● Exercise text:
There are a few who consider Adityanath to be responsible for the absence of development. A 30-year-old priest Mast Ram Purohit claims that there is only one hand pump in a 2-km radius near the Laxman Ghat area. The contractors for temple renovation toppled the hand pumps and sold them out, he alleges.

Savitri Devi (65) claims that she has been homeless for 35 years as the temple committee seized both her house and land to construct the temple. Expressing her dissatisfaction, Savitri Devi reinforces, "We would be happy if the government builds a factory instead of a temple here. At least our children will get their jobs."

Currently, the Faizabad parliamentary constituency is represented by BJP's Lallu Singh, who has been re-nominated this time too. However, voters are dissatisfied and angry. Archana, an 18-year old student said that she will vote for NOTA. "Nobody has done anything for us, we are in the same condition. No road, no sanitation, no accessible schools or colleges. The state government promised free electricity, but we pay Rs 7 per unit. I will vote for NOTA."

Iqbal Khan, a 27-year-old local businessman from Ghusiana village, said, "Lallu Singh has never visited our village. Roads are a big problem here. We have been writing applications to him, but no action has been taken." However, he also said that PM Modi should get a second term. "I follow the news regularly and believe that Modiji should come back. At least for the sake of national security," Iqbal added.

However, according to Sushila Devi, a 45-year MGNREGA worker of Sohawal Nagar Panchayat of Faizabad constituency, BJP is the only hope for development. "Modi is the symbol of development. We are very happy. We have electricity and gas cylinder, we get a gas subsidy and the government has also provided us Rs 12,000 for toilet construction."

● Data to examine:
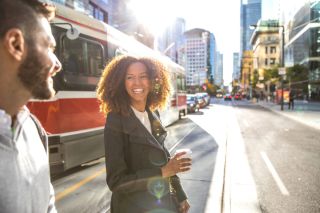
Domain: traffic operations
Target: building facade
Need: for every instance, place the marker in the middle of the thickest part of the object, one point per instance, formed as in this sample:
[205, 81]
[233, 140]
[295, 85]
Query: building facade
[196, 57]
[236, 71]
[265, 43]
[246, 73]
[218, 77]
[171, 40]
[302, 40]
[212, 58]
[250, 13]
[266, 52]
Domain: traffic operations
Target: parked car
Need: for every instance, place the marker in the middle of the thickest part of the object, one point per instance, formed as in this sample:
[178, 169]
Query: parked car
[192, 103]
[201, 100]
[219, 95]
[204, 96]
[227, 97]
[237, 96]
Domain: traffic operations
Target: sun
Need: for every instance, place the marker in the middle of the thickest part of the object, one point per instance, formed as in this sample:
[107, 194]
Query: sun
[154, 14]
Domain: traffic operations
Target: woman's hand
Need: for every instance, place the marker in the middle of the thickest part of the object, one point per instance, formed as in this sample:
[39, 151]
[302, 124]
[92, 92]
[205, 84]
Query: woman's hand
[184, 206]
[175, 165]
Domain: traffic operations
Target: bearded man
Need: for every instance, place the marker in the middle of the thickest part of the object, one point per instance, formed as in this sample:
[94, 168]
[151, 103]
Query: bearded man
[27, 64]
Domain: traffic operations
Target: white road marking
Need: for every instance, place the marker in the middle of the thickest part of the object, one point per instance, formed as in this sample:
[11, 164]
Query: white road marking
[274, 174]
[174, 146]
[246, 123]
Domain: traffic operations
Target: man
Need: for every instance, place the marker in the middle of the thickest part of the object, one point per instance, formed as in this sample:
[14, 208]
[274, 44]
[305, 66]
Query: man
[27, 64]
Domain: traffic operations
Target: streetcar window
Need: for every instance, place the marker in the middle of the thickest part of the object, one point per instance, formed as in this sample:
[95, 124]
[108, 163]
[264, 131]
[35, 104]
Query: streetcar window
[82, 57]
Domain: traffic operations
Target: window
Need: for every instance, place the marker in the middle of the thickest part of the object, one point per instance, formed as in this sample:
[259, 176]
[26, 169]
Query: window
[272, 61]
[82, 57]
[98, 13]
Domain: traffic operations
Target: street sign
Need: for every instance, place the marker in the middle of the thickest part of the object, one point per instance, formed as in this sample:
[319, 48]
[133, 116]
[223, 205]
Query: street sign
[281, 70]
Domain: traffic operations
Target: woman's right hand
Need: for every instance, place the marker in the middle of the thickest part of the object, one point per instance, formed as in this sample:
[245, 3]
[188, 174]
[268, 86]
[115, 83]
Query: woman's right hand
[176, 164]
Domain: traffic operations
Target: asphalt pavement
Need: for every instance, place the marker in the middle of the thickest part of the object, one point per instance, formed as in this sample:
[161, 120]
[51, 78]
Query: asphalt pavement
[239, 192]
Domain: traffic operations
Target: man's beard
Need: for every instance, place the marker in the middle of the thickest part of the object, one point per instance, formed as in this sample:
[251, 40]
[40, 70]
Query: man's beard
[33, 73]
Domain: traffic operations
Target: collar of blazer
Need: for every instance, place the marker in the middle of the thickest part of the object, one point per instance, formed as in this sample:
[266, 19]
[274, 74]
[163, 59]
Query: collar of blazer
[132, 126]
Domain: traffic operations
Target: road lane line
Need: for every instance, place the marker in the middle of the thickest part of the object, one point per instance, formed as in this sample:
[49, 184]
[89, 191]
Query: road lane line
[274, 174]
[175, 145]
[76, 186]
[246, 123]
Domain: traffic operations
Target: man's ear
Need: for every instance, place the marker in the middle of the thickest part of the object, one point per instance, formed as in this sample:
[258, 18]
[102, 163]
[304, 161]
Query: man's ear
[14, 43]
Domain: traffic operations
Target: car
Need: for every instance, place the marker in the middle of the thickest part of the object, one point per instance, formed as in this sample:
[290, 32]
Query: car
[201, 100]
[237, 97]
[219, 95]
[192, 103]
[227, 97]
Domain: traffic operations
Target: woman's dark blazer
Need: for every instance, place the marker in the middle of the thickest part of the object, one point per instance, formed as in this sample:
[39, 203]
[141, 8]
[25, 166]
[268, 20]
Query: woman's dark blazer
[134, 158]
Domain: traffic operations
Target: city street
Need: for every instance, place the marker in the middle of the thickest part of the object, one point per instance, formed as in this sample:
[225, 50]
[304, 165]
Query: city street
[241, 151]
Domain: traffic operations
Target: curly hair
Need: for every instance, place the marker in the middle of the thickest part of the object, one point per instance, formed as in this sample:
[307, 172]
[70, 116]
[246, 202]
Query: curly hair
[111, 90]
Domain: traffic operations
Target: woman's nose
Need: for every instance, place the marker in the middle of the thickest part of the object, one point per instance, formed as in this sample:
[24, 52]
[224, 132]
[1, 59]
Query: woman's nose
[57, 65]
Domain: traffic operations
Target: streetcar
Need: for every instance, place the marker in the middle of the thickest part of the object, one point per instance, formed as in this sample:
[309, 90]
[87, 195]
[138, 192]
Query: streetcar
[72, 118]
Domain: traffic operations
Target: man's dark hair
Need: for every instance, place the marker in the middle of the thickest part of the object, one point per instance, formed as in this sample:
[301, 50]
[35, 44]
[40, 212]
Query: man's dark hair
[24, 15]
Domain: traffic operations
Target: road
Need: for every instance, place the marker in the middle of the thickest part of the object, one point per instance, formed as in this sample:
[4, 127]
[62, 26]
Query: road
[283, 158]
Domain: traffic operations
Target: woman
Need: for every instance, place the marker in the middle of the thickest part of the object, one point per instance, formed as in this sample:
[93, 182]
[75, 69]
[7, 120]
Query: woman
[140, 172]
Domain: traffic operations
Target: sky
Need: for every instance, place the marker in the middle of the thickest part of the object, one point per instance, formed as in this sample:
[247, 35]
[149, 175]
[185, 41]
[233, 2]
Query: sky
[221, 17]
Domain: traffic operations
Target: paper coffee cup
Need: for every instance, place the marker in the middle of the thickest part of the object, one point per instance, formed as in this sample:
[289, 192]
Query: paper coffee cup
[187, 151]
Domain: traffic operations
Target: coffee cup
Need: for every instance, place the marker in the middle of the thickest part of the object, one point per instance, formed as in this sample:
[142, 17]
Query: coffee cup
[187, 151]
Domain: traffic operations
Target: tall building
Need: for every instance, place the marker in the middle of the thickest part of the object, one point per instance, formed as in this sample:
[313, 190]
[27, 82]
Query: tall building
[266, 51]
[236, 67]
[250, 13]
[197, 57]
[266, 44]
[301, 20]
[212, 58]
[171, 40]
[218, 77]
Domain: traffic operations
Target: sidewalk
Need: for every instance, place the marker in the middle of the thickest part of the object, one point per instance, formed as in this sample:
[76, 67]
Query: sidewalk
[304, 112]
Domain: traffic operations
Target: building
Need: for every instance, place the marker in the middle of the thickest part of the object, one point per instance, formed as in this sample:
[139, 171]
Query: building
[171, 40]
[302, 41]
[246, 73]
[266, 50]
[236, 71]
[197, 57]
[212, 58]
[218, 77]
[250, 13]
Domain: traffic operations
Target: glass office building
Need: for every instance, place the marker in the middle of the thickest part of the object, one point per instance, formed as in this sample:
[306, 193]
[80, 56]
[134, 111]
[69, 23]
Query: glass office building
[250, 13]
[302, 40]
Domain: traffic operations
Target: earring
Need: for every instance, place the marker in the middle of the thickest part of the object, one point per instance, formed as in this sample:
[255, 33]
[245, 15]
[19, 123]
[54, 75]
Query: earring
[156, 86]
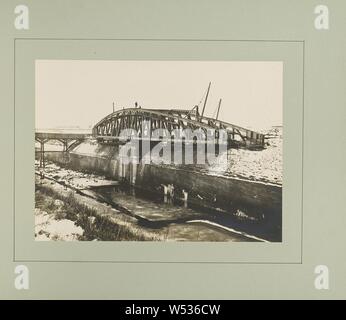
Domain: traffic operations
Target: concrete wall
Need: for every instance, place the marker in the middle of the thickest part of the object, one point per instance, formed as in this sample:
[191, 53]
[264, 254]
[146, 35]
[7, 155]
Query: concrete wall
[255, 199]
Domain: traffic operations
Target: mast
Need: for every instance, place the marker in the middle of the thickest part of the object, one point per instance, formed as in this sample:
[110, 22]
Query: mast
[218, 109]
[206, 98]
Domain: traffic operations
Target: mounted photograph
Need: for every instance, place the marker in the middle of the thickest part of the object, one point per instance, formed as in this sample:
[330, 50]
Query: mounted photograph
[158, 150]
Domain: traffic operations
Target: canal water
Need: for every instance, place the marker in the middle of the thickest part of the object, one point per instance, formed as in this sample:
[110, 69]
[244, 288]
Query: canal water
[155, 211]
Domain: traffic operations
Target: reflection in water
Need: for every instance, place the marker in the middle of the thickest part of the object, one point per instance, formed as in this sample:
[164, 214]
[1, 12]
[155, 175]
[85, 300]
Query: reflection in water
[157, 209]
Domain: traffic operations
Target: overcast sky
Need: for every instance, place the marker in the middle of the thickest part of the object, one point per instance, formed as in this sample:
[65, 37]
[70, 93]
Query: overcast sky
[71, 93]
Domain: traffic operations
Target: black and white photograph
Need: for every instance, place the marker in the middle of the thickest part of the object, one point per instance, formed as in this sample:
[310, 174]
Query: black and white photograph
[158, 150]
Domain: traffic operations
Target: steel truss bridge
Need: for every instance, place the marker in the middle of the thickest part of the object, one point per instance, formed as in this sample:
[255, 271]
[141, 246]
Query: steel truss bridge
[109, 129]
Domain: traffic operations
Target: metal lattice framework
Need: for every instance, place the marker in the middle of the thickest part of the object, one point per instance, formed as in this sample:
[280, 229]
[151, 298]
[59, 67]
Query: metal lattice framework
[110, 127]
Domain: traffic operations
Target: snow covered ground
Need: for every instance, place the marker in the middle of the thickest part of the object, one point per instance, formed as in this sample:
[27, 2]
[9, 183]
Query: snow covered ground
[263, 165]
---
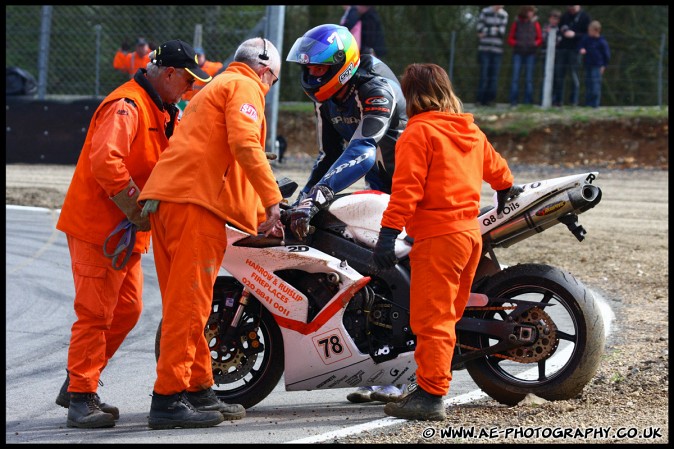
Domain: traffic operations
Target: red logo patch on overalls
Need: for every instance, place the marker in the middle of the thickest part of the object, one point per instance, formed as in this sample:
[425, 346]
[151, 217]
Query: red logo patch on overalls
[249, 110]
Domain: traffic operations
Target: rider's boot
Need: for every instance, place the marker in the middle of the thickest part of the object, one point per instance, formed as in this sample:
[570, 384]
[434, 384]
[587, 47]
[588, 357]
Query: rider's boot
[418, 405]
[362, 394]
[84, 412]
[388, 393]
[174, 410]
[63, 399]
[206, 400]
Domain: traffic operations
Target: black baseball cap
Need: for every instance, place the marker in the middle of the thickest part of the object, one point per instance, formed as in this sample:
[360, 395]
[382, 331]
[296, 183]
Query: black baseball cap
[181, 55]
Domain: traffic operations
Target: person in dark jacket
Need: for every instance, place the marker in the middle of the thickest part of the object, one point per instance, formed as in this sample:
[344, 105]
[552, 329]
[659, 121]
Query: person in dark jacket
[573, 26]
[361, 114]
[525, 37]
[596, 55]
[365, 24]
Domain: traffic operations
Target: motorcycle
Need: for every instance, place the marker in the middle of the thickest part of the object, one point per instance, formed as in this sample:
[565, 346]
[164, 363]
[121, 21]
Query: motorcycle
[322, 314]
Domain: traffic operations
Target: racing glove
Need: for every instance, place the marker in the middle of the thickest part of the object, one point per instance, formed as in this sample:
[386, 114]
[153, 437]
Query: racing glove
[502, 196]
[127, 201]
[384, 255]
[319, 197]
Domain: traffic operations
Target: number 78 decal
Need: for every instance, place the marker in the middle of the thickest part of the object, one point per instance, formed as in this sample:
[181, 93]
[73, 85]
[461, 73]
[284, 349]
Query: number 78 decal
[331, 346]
...
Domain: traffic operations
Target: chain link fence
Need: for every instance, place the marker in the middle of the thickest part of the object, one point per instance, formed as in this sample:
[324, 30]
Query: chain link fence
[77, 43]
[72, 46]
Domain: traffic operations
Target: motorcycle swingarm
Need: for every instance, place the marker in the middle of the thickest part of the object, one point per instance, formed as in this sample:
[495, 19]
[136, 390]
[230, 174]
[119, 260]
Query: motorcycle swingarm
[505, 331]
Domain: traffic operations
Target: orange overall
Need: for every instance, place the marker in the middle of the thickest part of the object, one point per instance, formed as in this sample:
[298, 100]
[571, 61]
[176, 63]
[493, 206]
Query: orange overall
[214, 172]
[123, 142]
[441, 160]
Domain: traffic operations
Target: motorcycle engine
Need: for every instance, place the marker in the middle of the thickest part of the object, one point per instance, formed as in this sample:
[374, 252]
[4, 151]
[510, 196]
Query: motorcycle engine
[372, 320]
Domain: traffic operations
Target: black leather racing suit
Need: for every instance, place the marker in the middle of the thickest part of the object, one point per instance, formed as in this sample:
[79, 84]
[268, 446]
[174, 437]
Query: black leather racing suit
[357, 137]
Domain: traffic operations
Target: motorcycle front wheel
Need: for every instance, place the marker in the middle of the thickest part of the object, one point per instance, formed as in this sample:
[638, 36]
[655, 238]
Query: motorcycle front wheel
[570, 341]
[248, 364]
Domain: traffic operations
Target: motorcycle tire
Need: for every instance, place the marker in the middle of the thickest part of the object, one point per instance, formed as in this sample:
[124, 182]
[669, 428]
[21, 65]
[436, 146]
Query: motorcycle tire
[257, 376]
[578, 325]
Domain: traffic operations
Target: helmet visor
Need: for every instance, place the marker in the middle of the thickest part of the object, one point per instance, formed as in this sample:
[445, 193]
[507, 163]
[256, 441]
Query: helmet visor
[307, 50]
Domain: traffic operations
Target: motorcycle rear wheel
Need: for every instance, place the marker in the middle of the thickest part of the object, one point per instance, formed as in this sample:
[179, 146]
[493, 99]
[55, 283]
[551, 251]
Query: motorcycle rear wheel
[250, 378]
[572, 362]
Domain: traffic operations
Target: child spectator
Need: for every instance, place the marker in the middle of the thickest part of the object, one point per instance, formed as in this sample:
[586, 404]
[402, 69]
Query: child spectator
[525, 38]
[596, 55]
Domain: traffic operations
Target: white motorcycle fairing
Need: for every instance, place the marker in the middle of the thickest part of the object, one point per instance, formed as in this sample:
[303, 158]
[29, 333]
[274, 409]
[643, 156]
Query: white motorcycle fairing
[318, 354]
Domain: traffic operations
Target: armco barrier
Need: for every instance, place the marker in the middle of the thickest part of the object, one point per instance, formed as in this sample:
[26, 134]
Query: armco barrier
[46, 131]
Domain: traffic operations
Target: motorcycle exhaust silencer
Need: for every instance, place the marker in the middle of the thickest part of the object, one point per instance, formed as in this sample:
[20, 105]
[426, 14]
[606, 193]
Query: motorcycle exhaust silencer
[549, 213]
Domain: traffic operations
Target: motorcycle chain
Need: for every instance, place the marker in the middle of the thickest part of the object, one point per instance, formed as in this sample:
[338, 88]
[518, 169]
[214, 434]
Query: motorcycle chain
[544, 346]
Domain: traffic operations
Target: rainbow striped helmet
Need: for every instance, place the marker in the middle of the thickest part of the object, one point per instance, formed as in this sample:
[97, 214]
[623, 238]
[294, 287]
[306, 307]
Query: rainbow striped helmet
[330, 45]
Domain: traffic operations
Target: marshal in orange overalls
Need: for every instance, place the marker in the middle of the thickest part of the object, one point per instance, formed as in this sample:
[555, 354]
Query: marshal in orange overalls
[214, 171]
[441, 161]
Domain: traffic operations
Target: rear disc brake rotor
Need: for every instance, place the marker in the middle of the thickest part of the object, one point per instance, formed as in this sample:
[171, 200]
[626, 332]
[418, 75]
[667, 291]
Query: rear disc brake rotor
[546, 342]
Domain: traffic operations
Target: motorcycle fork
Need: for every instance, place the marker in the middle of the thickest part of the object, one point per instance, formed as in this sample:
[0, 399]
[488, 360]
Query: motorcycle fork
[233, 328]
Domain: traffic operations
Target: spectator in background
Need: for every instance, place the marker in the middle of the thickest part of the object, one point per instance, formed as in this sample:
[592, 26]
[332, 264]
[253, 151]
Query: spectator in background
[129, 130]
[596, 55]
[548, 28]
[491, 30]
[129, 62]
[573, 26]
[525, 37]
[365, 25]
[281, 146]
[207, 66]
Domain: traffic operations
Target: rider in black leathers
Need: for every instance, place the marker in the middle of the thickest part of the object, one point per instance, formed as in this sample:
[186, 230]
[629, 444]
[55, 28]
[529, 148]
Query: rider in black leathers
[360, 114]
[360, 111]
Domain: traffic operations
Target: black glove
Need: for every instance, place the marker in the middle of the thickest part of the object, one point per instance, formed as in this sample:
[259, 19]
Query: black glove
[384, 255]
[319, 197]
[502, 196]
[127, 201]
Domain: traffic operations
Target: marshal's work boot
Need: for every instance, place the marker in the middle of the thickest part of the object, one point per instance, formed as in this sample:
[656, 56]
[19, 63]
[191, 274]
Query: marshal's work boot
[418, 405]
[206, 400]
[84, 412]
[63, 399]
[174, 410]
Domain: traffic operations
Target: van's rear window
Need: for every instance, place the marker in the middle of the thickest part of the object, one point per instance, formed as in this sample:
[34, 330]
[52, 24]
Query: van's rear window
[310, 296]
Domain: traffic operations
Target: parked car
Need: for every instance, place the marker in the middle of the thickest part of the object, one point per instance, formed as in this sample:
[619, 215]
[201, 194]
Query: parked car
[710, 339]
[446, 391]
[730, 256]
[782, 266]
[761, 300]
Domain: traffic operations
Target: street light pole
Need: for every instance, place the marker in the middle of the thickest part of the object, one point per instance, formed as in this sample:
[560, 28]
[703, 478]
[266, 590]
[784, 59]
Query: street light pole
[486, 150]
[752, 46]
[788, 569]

● What you need to do:
• 1. Retype the passage on Faizabad voters from "There are a" up to and including "out, he alleges.".
• 2. According to the passage on Faizabad voters, how much money did the government provide Sushila Devi for toilet construction?

● Results of the exercise:
• 1.
There are a few who consider Adityanath to be responsible for the absence of development. A 30-year-old priest Mast Ram Purohit claims that there is only one hand pump in a 2-km radius near the Laxman Ghat area. The contractors for temple renovation toppled the hand pumps and sold them out, he alleges.

• 2. Rs 12,000